[begin Text block]

Those Mysterious Tariffs

It’s clear that Trump loves tariffs. It’s not clear why.


LIstening to President Trump talk about tariffs is like listening to a teen-age boy talk about the object of his crush. Tariffs have every conceivable virtue and no drawbacks. The Daily Show runs together a series of Trump tariff quotes:

Tariffs are easy. They’re fast. They’re efficient. And they bring fairness. … We’re going to bring so many things back to our country, and the thing that’s going to get us there is tariffs. … We’ll take in hundreds of billions of dollars in tariffs. And we’re going to make our country so strong and so rich. It will never be so rich. … Tariffs. It’s a beautiful word, isn’t it?

It’s like listening to Tony sing about Maria.

Maria! Say it loud and there’s music playing.
Say it soft and it’s almost like praying.
Maria! I’ll never stop saying “Maria”.

To hear Trump tell it:

  • The threat of tariffs will make other countries do what he wants.
  • Tariffs are essentially free money. They will provide a dependable stream of government revenue that comes from foreigners rather than Americans.
  • In order to avoid tariffs, corporations will move production facilities from other countries to the United States, creating good jobs here.

[end Text block]

Stated exercise A: Summarize the piece on tariffs in two sentences.

[begin Raw data]

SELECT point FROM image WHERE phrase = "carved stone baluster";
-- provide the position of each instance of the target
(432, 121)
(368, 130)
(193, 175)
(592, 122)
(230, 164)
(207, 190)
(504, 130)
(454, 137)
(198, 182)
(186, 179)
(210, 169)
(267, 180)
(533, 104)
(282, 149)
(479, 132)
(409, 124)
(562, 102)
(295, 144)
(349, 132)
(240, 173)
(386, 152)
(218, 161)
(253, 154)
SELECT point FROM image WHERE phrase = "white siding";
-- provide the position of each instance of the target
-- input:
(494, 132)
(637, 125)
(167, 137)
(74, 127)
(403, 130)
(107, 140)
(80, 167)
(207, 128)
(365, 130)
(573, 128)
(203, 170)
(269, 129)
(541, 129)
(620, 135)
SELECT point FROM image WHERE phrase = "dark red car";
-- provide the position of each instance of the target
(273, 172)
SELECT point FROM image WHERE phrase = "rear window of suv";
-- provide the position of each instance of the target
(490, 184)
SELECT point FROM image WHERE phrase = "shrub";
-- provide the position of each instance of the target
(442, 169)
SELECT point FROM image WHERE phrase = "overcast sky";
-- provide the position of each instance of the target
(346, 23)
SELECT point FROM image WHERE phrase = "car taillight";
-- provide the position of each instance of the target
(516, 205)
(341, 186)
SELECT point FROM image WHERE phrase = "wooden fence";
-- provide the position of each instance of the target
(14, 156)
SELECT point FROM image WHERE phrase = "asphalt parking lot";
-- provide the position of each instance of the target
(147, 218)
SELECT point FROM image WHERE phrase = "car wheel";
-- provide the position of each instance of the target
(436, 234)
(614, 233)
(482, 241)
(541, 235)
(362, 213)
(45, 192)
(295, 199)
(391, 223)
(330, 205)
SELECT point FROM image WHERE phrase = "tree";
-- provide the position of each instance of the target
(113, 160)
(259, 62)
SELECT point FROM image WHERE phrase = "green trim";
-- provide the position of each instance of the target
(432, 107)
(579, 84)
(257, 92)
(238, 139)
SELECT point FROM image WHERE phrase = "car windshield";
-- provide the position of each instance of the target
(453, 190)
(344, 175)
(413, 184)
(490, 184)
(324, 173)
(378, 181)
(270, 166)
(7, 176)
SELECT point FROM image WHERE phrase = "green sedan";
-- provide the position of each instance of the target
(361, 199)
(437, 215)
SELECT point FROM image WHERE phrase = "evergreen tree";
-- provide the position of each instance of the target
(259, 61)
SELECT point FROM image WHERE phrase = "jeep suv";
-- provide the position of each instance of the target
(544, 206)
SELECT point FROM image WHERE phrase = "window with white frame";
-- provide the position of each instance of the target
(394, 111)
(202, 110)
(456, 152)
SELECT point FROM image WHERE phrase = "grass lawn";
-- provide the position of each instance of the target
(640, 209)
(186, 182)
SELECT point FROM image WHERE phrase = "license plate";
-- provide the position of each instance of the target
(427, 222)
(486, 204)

[end Raw data]

Stated exercise B: How many lines of the records contain the string "white"? Give only the number.

Final answer A: President Trump talks about tariffs as if they have every conceivable virtue and no drawbacks, which the piece likens to a teen-age boy talking about his crush or Tony singing about Maria. In his telling, the threat of tariffs will make other countries do what he wants, tariffs will bring in dependable revenue from foreigners rather than Americans, and corporations will move production to the United States to avoid them, creating good jobs.

Final answer B: 2